(Stored dataset items)

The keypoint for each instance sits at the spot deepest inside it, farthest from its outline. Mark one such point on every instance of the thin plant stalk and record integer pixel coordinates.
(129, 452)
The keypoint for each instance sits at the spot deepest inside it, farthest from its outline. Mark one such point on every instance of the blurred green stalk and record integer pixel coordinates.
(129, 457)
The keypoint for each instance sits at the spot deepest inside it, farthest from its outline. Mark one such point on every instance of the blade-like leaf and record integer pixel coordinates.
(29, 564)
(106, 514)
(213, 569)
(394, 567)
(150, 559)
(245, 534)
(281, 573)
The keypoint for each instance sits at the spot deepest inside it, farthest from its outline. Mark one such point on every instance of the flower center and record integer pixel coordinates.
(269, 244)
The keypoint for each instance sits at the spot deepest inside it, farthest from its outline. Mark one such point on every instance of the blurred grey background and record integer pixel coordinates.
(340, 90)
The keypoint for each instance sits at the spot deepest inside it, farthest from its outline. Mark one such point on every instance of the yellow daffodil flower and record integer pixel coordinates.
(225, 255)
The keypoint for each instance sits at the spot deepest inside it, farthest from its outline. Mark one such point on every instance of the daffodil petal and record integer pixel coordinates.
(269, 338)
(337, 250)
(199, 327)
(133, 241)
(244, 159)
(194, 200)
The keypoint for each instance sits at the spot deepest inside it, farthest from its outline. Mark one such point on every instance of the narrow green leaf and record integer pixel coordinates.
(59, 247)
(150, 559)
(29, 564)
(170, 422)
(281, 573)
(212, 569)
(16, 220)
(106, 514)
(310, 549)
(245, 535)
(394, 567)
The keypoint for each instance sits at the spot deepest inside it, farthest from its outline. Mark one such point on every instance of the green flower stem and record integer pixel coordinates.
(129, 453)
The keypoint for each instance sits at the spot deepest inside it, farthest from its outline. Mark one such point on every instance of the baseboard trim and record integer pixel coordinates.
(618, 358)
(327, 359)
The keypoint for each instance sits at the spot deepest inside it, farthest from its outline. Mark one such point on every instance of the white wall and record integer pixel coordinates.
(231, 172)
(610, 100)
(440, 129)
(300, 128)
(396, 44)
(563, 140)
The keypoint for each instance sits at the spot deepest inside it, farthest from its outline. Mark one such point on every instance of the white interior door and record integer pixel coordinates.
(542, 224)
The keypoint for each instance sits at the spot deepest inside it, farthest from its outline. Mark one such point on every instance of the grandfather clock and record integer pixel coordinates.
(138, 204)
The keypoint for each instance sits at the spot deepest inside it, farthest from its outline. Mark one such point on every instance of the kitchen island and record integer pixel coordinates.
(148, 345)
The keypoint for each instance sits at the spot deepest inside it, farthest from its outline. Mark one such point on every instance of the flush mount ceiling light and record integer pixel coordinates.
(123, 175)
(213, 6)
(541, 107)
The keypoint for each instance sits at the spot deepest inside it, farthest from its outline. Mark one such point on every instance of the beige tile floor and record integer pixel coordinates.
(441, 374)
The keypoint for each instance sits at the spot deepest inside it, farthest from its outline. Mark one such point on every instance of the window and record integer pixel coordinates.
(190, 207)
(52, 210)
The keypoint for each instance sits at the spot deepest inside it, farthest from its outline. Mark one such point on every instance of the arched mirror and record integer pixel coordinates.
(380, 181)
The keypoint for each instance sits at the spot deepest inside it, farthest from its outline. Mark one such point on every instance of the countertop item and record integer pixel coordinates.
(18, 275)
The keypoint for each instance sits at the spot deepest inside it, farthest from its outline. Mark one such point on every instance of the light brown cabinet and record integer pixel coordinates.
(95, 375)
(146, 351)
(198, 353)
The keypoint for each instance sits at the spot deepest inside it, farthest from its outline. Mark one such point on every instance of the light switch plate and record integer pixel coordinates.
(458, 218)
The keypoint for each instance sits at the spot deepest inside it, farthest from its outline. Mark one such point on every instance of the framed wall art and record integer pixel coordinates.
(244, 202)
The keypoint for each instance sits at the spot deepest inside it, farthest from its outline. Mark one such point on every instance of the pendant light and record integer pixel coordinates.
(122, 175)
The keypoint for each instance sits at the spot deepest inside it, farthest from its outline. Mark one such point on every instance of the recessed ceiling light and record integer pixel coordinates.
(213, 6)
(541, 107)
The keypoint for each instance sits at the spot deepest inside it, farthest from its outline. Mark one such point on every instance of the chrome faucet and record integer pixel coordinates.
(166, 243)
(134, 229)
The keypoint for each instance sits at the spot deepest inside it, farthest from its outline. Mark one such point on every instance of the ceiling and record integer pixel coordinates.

• SHORT PROBLEM: Can you return all of the records above verbatim, with nothing changed?

• SOLUTION TO THIS TASK:
The keypoint for each instance sits at the spot deepest inside it, farthest from its outline. Mark one such point on every instance of the thin plant stalk and record integer pixel coordinates.
(129, 452)
The keypoint for each instance sits at the spot deepest inside it, farthest from its outline. Mark one such point on every instance of the blurred green stalk and record integer pixel coordinates.
(129, 457)
The keypoint for each instance sits at the spot deepest inside it, farthest from its outline. Mark one such point on every instance of the blade-like leaf and record integer pixel coordinates.
(29, 564)
(106, 514)
(213, 569)
(394, 567)
(150, 559)
(245, 534)
(281, 573)
The keypoint for each instance sits at the spot deepest inside it, farthest from its outline. Mark one such point on every instance of the flower center and record integer pixel coordinates.
(269, 244)
The keypoint for each instance sits at the spot deepest inside it, farthest from its outline. Mark one such point on every instance of the blurred grey background and record integer pixel coordinates.
(340, 90)
The keypoint for each instance sits at the spot deepest inside it, farthest from its outline. Mark one such point on every instance of the yellow daffodil flower and record integer pixel coordinates.
(225, 255)
The keypoint for each instance sits at the spot deepest inside it, farthest from its outline. Mark one such point on every instance of the daffodil petal and record integer pixel coordinates.
(269, 338)
(337, 250)
(199, 327)
(133, 241)
(244, 159)
(194, 200)
The keypoint for each instance sits at the spot deepest inside it, farthest from its outline. Mark one such point on every instance of the narrow green leaf and record integer pixel coordinates.
(59, 247)
(150, 559)
(29, 564)
(170, 422)
(281, 573)
(212, 569)
(16, 220)
(106, 514)
(310, 549)
(245, 535)
(394, 567)
The keypoint for each instance sits at the spot deepest inside it, farthest from its outline. Mark one such point on every instance of the green flower stem and record integer pixel coordinates.
(129, 453)
The keypoint for each instance sits at the spot deepest inside it, farthest from its outline. Mark one such point on every instance of the baseboard trim and record integer pixel coordinates.
(618, 358)
(327, 359)
The keypoint for each instance sits at the spot deepest inside it, farthest from its outline. Mark one such point on every instance of the white wall and record integer pixel coordinates.
(231, 172)
(610, 100)
(440, 129)
(300, 128)
(396, 44)
(563, 140)
The keypoint for each instance sits at the spot deepest inside it, farthest from its outline. Mark one such point on every instance of the white interior door and record integer pixel coordinates.
(542, 224)
The keypoint for each instance sits at the spot deepest inside it, farthest from its outline. Mark one such point on every instance of the grandfather clock and record integer pixel coordinates.
(138, 204)
The keypoint for each instance sits at the spot deepest inside it, farthest from its outline. Mark one such point on every instance of the kitchen island and record integer pixel coordinates.
(148, 345)
The keypoint for each instance sits at the spot deepest inside it, farthest from its outline. Mark one such point on every instance of the flush mount ceiling light and record integer pixel coordinates.
(123, 175)
(213, 6)
(541, 107)
The keypoint for each instance sits at the spot deepest inside it, farthest from its outline. Mark one such point on every instance of the beige tile floor and record integer pixel coordinates.
(441, 374)
The keypoint for each instance sits at the spot deepest inside it, farthest from its outline. Mark one such point on every instance of the window and record integer pixel coordinates.
(190, 207)
(52, 210)
The keypoint for each instance sits at the spot deepest inside it, farthest from its outline. Mark one such point on every instance of the arched mirror and record integer pixel coordinates.
(380, 181)
The keypoint for each instance sits at the spot deepest inside it, farthest from its outline. Mark one such point on every instance of the countertop item and record integer pixel coordinates.
(18, 275)
The keypoint for each instance sits at the spot deepest inside it, farthest from its outline. Mark one such point on every instance of the light brown cabinet and record integer pixel coordinates.
(95, 375)
(146, 351)
(198, 353)
The keypoint for each instance sits at the spot deepest inside it, farthest from its outline. Mark one such point on every instance of the light switch plate and record integer pixel coordinates.
(458, 218)
The keypoint for each instance sits at the spot deepest inside it, farthest from its outline. Mark one such point on every instance of the framed wall art and record integer pixel coordinates.
(244, 202)
The keypoint for each instance sits at the spot deepest inside it, farthest from its outline. Mark one such point on every instance of the pendant light and record integer pixel coordinates.
(122, 175)
The keypoint for each instance sits at the spot deepest inside it, farthest from its outline. Mark one such point on every instance of the recessed ceiling light and record integer pixel coordinates.
(213, 6)
(541, 107)
The keypoint for each instance sits at the spot deepest inside it, farthest from its outline. Mark one such point on every instance of the chrome faucet and record integer pixel coordinates.
(166, 243)
(134, 229)
The keypoint for each instance sits at the spot deepest inside it, farthest from its outline. Mark one such point on every instance of the ceiling and record integer pixel coordinates.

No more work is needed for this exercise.